→ **PROBLEM TO SOLVE**
Count how many lines in the material below contain the string "clock", with case counting, and give only that number.

# start of RECORDS FOR THE TASK

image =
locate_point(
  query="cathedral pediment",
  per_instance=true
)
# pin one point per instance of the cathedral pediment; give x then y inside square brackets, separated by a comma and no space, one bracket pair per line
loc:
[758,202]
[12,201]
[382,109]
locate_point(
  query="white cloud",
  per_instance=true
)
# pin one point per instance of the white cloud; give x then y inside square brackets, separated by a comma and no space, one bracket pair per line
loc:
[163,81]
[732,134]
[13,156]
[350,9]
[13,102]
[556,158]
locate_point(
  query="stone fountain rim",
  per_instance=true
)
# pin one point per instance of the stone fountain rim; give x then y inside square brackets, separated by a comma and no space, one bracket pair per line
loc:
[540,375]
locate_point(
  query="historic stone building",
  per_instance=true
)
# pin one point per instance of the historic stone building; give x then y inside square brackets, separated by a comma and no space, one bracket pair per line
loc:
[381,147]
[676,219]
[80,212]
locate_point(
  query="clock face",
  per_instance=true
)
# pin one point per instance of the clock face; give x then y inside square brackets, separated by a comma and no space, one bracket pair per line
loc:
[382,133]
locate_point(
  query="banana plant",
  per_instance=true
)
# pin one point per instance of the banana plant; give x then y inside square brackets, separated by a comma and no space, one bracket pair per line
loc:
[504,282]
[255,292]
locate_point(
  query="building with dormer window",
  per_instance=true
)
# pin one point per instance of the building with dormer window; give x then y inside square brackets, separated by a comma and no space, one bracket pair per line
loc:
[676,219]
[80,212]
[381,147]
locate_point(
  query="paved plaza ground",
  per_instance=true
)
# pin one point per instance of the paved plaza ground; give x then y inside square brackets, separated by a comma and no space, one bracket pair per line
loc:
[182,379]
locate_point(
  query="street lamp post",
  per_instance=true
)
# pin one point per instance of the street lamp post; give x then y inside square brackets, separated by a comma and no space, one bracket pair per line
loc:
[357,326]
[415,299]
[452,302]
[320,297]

# end of RECORDS FOR THE TASK

→ **ANSWER BELOW**
2